SET TASK A. In the fishing text, what is the name of the downsized 5-inch paddletail that Svartzonker Tackle offers?
SET TASK B. Reproduce the fishing text word for word between "For this open" and "ciscoes passing by.", inclusive.

PROVIDED TEXT.
┏━━
If smallmouths aren’t charging hard at the swimmer, tone down the presentation action by fishing the Trokar Boxing Glove Jig with 3.8-inch Rage Swimmer in Ayu, Pearl Flash, and Pro Blue Red Pearl. The exposed hook will restrict the swimbait’s motion and tail action, but will pin nearly every fish that strikes or nudges the bait.
Eurozone cisco simulators
Because ciscoes come in larger sizes, it’s advisable to increase the beefiness of your presentation some days. A suggested swimbait option for this is Sweden-sourced, Svartzonker Tackle. While their European swimbaits are designed for muskie and northern pike, they offer a downsized, lively, 5-inch paddletail with a huge thump—the McRubber Bass. It can be fished with both my jighead and swinging head methods.
For this open water casting strategy, I’m obviously looking for pods of ciscoes on side imaging, but also looking for mid-depth and shallow humps and rock structure that are immediately near deep, open water and main lake basins. Big smallmouths often use the deep edges and bases of those humps as ambush points to gang up on schooling ciscoes passing by.
┗━━
MATERIAL.
┏━━
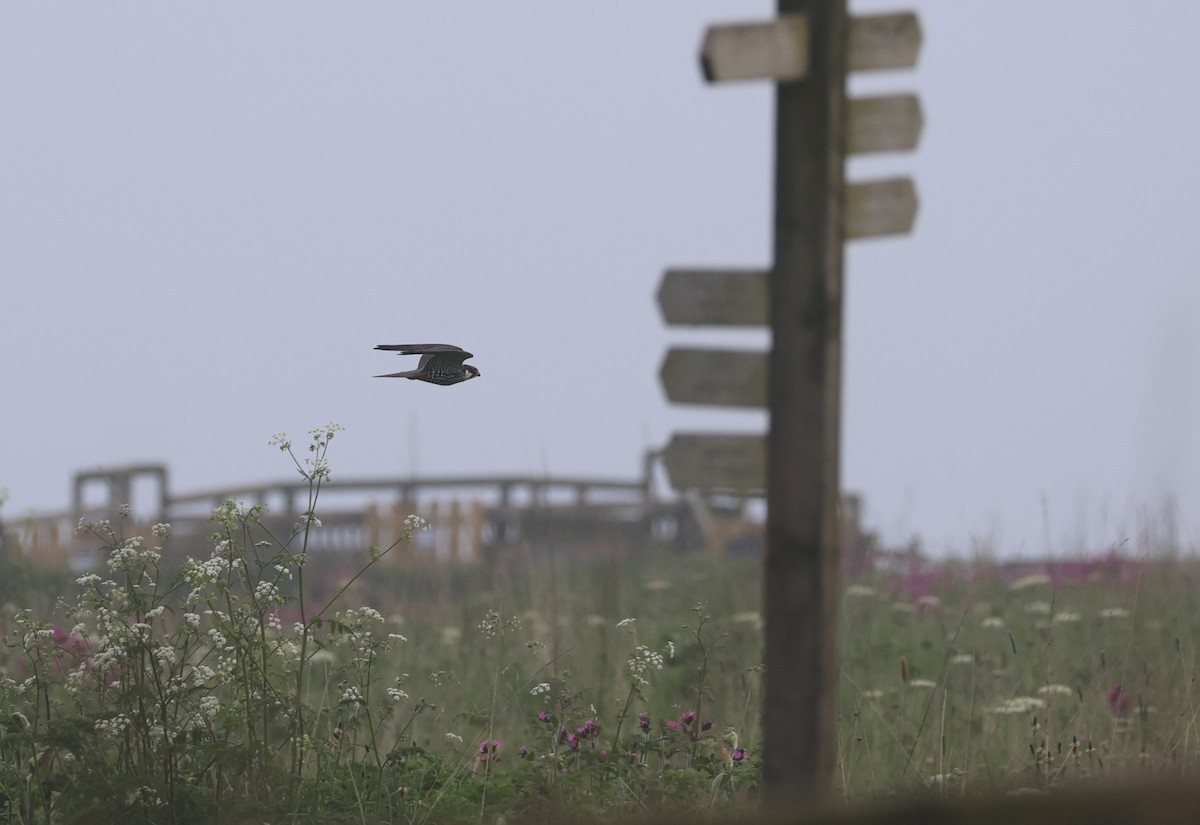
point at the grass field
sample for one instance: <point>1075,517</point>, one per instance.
┗━━
CORRECT ANSWER A. The McRubber Bass.

CORRECT ANSWER B.
For this open water casting strategy, I’m obviously looking for pods of ciscoes on side imaging, but also looking for mid-depth and shallow humps and rock structure that are immediately near deep, open water and main lake basins. Big smallmouths often use the deep edges and bases of those humps as ambush points to gang up on schooling ciscoes passing by.